- [THE TASK]
Copy out every record precisely.

- [ITEMS]
:::

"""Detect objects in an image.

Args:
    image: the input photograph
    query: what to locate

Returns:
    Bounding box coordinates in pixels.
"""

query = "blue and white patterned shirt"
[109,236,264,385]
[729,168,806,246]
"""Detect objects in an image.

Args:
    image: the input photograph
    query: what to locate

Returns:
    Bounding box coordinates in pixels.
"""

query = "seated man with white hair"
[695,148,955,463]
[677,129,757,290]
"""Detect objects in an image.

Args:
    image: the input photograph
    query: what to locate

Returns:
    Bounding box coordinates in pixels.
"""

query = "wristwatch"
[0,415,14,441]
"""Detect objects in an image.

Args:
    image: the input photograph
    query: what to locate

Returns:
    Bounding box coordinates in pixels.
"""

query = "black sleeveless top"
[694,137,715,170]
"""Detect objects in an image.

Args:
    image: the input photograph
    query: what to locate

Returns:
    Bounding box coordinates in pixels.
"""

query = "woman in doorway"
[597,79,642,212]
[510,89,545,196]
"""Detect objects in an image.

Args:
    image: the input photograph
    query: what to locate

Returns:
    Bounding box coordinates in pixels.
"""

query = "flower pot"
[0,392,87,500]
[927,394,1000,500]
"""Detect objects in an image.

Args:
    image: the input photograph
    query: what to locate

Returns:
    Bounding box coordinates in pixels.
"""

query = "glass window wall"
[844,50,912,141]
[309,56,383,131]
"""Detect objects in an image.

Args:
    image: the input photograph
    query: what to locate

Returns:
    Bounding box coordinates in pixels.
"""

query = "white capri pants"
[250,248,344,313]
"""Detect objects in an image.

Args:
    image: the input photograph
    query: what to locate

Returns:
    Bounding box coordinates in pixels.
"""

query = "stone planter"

:::

- [ANSWER IN FULL]
"""Detect objects in an image.

Args:
    image: the input photograph
    query: what to locate

Returns:
    Bounding box coordinates in pixels.
"""

query = "blue and white patterned shirt"
[109,236,264,385]
[729,168,806,246]
"""Detect objects in an image.

Args:
    image: the input photograph
    query: what to locate

Returns:
    Bounding box coordinates in pixels.
"""

query = "seated man with white hair"
[695,148,955,463]
[677,129,757,290]
"""Detect objects in an image.

Args:
    image: the input photograph
    query: what to locate

Returns:
    Bounding box coordinates in pixels.
"""

query = "wristwatch"
[0,415,14,441]
"""Detect objects in an image.

Args:
    image: the input photograph
    query: what to locate

Returns:
    Bounding box coordinates in pixels.
"""

query = "black sleeveless top"
[694,137,715,170]
"""Detect objects in an image.

Args:
    image: the input photograph
    query: what to locate

Returns:
    Bounding box coordinates in pixels.
"""

query = "woman in doorway"
[597,79,642,212]
[510,89,545,196]
"""Detect objects in an image.

Args:
    image: the input photograph
    query: what to locate

Returns:
    Bounding box coordinates in pixels.
"""

query = "flower pot"
[0,392,87,500]
[927,394,1000,500]
"""Detect objects in an image.

Args:
    image: the input photograph
    query: what to locate

Returns:
    Bounding box coordinates in pixels.
"""

query = "glass window wall"
[844,50,912,141]
[309,56,383,131]
"""Detect objects in an image.

Args:
    image: the input photograph
    query: what to locate

Returns:
    Bounding box coordinates in pixels.
"""

query = "white capri pants"
[250,248,344,313]
"""Detect objects in an image.

Args:
    image: the input photograph
    query: what to locate

Returns:
    Bounding box coordinates in pixels.
"""

query = "stone planter"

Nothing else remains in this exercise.